**Work task:** Print, exactly and completely, every entry in the data.

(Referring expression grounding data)
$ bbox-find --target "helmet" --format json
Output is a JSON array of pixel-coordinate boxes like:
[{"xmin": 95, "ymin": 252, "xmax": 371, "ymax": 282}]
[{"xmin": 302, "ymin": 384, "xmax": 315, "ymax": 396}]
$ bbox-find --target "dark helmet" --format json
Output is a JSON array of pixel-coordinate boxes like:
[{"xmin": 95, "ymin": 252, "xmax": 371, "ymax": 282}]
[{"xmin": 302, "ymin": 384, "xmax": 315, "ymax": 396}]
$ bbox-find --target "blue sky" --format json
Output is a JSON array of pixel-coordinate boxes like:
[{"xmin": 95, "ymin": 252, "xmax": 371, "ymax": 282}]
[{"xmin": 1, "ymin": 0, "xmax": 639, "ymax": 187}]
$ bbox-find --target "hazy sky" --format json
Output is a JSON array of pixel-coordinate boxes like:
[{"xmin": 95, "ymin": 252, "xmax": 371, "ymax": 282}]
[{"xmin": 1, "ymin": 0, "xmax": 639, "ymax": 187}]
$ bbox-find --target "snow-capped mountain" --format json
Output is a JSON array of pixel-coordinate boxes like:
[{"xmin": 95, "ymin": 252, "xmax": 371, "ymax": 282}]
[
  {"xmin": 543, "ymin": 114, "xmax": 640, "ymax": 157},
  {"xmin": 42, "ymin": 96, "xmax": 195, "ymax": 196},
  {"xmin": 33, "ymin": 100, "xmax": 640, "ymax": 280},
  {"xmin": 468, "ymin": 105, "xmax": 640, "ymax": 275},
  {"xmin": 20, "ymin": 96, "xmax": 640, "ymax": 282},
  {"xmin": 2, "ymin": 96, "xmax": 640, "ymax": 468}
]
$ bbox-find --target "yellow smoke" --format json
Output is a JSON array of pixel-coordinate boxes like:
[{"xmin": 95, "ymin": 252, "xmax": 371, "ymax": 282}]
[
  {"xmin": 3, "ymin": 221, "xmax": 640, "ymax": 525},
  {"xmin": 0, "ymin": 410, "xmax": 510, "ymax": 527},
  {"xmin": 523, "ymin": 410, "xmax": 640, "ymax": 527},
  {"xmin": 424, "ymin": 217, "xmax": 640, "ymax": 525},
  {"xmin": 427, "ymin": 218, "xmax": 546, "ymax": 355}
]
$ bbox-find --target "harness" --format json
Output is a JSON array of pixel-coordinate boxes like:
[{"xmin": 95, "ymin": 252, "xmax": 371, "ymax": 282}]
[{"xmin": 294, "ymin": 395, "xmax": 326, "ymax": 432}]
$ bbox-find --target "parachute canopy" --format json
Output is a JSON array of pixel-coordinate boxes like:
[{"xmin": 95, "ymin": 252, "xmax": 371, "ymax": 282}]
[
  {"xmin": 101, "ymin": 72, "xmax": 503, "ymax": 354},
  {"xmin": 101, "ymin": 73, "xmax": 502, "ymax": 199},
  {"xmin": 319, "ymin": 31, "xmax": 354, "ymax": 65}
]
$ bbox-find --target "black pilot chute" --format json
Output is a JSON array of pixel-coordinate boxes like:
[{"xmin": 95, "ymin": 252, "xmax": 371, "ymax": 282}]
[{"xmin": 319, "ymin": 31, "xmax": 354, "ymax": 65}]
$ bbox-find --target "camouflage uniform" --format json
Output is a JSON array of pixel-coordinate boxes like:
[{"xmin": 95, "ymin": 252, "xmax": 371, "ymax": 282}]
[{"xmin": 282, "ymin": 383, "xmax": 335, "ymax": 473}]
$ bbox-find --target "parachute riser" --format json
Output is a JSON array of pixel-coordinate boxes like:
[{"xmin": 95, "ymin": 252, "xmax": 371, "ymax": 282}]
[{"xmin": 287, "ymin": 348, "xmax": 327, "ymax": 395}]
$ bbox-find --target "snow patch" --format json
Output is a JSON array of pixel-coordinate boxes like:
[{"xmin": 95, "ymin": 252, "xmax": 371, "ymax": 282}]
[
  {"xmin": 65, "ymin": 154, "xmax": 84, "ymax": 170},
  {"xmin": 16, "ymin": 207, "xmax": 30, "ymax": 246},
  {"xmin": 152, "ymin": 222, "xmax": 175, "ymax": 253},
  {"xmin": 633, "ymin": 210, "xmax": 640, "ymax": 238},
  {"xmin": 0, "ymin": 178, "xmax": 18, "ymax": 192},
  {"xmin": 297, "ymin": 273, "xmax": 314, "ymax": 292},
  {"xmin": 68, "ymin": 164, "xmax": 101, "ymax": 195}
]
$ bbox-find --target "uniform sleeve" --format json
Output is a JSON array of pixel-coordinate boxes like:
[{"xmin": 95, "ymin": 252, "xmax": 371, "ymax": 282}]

**Response:**
$ bbox-find --target "helmet" --format json
Output is a JSON array of pixel-coordinate boxes like:
[{"xmin": 95, "ymin": 252, "xmax": 371, "ymax": 282}]
[{"xmin": 302, "ymin": 384, "xmax": 315, "ymax": 396}]
$ bbox-find --target "dark helmet" --format json
Output is a JSON array of pixel-coordinate boxes like:
[{"xmin": 95, "ymin": 252, "xmax": 371, "ymax": 282}]
[{"xmin": 302, "ymin": 384, "xmax": 315, "ymax": 396}]
$ bbox-find --target "blue sky" --format json
Output is a JSON array of pixel-coordinate boxes like:
[{"xmin": 95, "ymin": 252, "xmax": 371, "ymax": 282}]
[{"xmin": 1, "ymin": 0, "xmax": 639, "ymax": 187}]
$ bbox-find --target "hazy sky" --format json
Output is a JSON array of pixel-coordinate boxes like:
[{"xmin": 95, "ymin": 252, "xmax": 371, "ymax": 282}]
[{"xmin": 1, "ymin": 0, "xmax": 639, "ymax": 187}]
$ bbox-find --target "snow-capped mountain" --format json
Output is a JSON array of pixel-coordinate boxes like:
[{"xmin": 95, "ymin": 252, "xmax": 371, "ymax": 282}]
[
  {"xmin": 543, "ymin": 114, "xmax": 640, "ymax": 157},
  {"xmin": 42, "ymin": 96, "xmax": 195, "ymax": 196},
  {"xmin": 33, "ymin": 100, "xmax": 640, "ymax": 280},
  {"xmin": 468, "ymin": 105, "xmax": 640, "ymax": 275},
  {"xmin": 20, "ymin": 96, "xmax": 640, "ymax": 282},
  {"xmin": 2, "ymin": 96, "xmax": 640, "ymax": 468}
]
$ bbox-find --target "yellow smoke" --format json
Output is a JSON array of pixel-coordinate boxes like:
[{"xmin": 95, "ymin": 252, "xmax": 371, "ymax": 282}]
[
  {"xmin": 3, "ymin": 221, "xmax": 640, "ymax": 525},
  {"xmin": 0, "ymin": 410, "xmax": 510, "ymax": 527},
  {"xmin": 523, "ymin": 410, "xmax": 640, "ymax": 527},
  {"xmin": 424, "ymin": 217, "xmax": 640, "ymax": 525},
  {"xmin": 427, "ymin": 218, "xmax": 546, "ymax": 355}
]
$ bbox-find --target "harness" --format json
Output is a JSON array of pixel-coordinate boxes like:
[{"xmin": 95, "ymin": 252, "xmax": 371, "ymax": 282}]
[{"xmin": 294, "ymin": 395, "xmax": 326, "ymax": 432}]
$ bbox-find --target "parachute canopy" --format json
Output is a JSON array of pixel-coordinate boxes like:
[{"xmin": 95, "ymin": 252, "xmax": 371, "ymax": 282}]
[
  {"xmin": 101, "ymin": 72, "xmax": 503, "ymax": 354},
  {"xmin": 101, "ymin": 73, "xmax": 502, "ymax": 199},
  {"xmin": 319, "ymin": 31, "xmax": 354, "ymax": 65}
]
$ bbox-find --target "black pilot chute" --format json
Output is a JSON array of pixel-coordinate boxes like:
[{"xmin": 95, "ymin": 252, "xmax": 371, "ymax": 282}]
[{"xmin": 319, "ymin": 31, "xmax": 354, "ymax": 65}]
$ bbox-find --target "camouflage uniform" --format json
Output is a JSON array of pixel-coordinate boxes like:
[{"xmin": 95, "ymin": 252, "xmax": 371, "ymax": 282}]
[{"xmin": 282, "ymin": 383, "xmax": 335, "ymax": 473}]
$ bbox-find --target "parachute riser" --format json
Output is a JSON array of pixel-coordinate boxes like:
[{"xmin": 95, "ymin": 252, "xmax": 371, "ymax": 282}]
[{"xmin": 287, "ymin": 348, "xmax": 327, "ymax": 395}]
$ bbox-find --target "snow patch" --format json
Output is a JSON array of pixel-coordinate boxes like:
[{"xmin": 95, "ymin": 252, "xmax": 371, "ymax": 282}]
[
  {"xmin": 65, "ymin": 154, "xmax": 84, "ymax": 170},
  {"xmin": 16, "ymin": 207, "xmax": 30, "ymax": 246},
  {"xmin": 152, "ymin": 222, "xmax": 175, "ymax": 253},
  {"xmin": 633, "ymin": 210, "xmax": 640, "ymax": 238},
  {"xmin": 0, "ymin": 178, "xmax": 18, "ymax": 192},
  {"xmin": 297, "ymin": 273, "xmax": 314, "ymax": 292},
  {"xmin": 68, "ymin": 164, "xmax": 101, "ymax": 195}
]
$ bbox-find --target "uniform sleeve" --format json
Output is a JSON array of pixel-coordinate boxes like:
[{"xmin": 95, "ymin": 252, "xmax": 371, "ymax": 282}]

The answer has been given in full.